START Exercise inputs
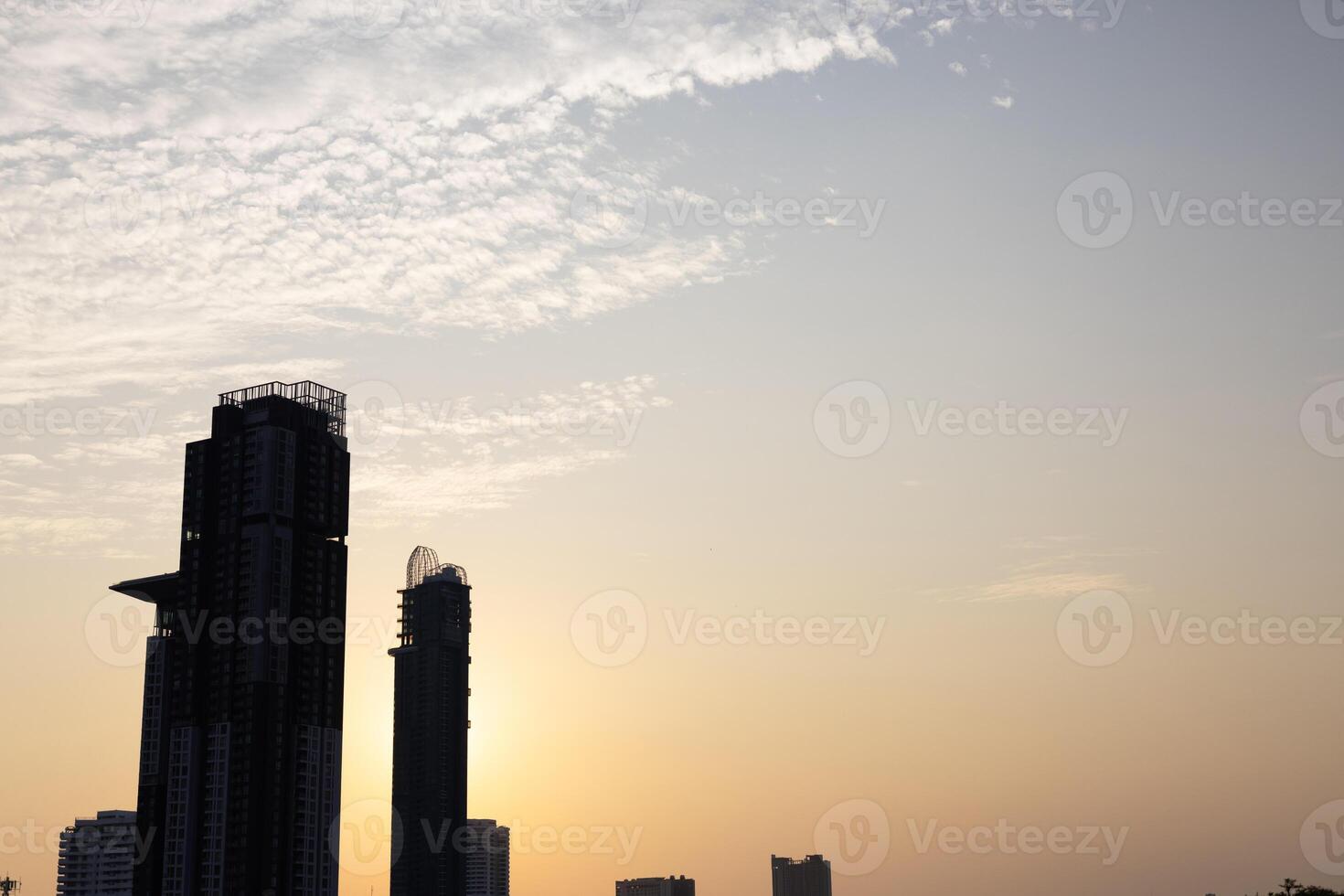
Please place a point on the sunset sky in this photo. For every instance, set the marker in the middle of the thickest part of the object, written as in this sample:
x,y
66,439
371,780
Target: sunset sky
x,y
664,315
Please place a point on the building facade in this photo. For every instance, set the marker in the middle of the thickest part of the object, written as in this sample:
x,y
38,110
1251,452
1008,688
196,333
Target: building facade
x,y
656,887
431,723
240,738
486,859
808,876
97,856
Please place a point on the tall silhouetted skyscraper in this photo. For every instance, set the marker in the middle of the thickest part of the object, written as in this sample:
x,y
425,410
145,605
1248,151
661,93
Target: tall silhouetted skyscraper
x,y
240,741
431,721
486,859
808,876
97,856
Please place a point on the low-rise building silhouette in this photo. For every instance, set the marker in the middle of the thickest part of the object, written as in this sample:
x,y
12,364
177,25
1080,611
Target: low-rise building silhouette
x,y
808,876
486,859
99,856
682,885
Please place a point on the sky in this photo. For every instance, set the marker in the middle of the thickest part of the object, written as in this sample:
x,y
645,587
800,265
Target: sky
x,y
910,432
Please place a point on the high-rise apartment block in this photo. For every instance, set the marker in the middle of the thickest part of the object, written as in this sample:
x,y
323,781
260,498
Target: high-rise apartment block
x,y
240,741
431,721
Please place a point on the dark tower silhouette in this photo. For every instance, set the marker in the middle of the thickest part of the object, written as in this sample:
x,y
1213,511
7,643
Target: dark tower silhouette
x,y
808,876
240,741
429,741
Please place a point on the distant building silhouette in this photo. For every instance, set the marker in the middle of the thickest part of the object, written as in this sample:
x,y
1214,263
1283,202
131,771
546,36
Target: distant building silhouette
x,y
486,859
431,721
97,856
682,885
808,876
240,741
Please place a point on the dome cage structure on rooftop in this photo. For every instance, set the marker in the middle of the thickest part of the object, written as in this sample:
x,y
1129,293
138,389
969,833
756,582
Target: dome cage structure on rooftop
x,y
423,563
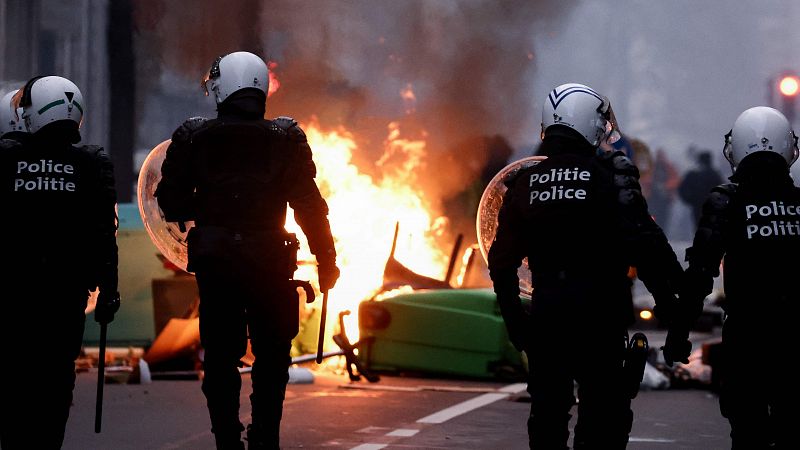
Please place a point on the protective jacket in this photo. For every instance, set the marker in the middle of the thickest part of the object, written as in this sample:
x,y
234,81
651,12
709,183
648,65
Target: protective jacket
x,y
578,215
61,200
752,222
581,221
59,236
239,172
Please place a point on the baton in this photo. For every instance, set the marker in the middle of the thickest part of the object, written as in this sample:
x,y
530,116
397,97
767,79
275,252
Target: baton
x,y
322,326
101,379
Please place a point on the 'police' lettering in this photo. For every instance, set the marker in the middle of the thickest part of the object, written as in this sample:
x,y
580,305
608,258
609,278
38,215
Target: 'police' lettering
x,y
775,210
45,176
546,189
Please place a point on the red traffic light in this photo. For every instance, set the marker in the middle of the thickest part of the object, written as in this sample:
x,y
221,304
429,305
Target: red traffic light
END Exercise inputs
*Problem statement*
Except for the pictures, give all the material above again verbatim.

*Result of the exercise*
Please place a point on the sunset sky in this photo. For every instance, set the marker in the middle of the thickest part of the object, written as in this sample:
x,y
66,439
371,780
Target: sunset sky
x,y
664,315
Please place a point on the building facade in this photo. For every instance, set the marker in the middle of the thickest part of the object, written as in this sample:
x,y
38,110
1251,452
1008,688
196,333
Target: building facade
x,y
656,887
431,723
240,738
486,859
808,876
97,856
Please place a point on the tall silhouetted skyscraper in this photo. For every instance, set the marker in the middle of the thickest part of the object, written as in this sample:
x,y
425,410
145,605
1248,151
661,93
Target: tall silhouetted skyscraper
x,y
240,741
431,721
486,859
808,876
97,856
Please place a point on the low-rise building silhouette in this photo. For every instance, set the marker in the middle of the thickest part of the object, written as in this sample:
x,y
12,364
177,25
1080,611
Target: low-rise building silhouette
x,y
808,876
486,859
99,856
682,885
Please place a point on the sky in this photo. For every instance, set the marker in the middle of the thickest part of the object, written as in this sample:
x,y
645,587
800,265
Target: sky
x,y
910,432
Please place a point on the high-rise apartment block in this photo. For every instance, set the marker in the middle of the thickest part of the object, written as in this sample:
x,y
323,781
260,498
Target: high-rise apartment block
x,y
240,741
431,721
Please place a point on the dark tower silhouette in this photo. For every instance, set the marker in the middle of the thickest part of the object, written as in this sample:
x,y
1213,511
7,643
Target: dark tower silhouette
x,y
808,876
240,741
429,741
Please place a point on the distant building silhouette in this photo. For every instance, set the marker in the middle of the thickest part of the object, written as in this sample:
x,y
1214,263
1283,202
131,771
546,36
Target: distant building silhouette
x,y
486,859
431,721
97,856
682,885
808,876
240,741
Please place a point on the dome cage structure on rooftop in this photo. For every instance, set the marker in the middle of the thickest part of the object, written as in this sample:
x,y
1129,293
138,389
969,833
756,582
Target: dome cage structure on rooftop
x,y
423,563
Please place a point on the protective jacket in this photo. For every instance, set the marker in the middle of the thickest part of the object, written as in this sample:
x,y
234,81
651,12
709,183
648,65
Target: protective jacket
x,y
578,215
61,200
752,222
581,221
59,236
239,172
Please place a point on the baton in this photo. For every instance, set the marker in the middle of the thickest part of the object, written as in this sample:
x,y
530,116
397,97
767,79
275,252
Target: baton
x,y
322,326
101,379
Please place a point on the 'police' lettering in this photo. For every instance, set the marker in the middle of the thickest part of the object, written as in this sample:
x,y
580,305
608,258
609,278
38,215
Target: 'police' lettering
x,y
775,210
45,176
546,189
Please place a point on the red traffic light in this photo. For every instance, set the marker in the middle of the thickest part of the object, written as in this sample:
x,y
221,304
429,305
Target: red traffic light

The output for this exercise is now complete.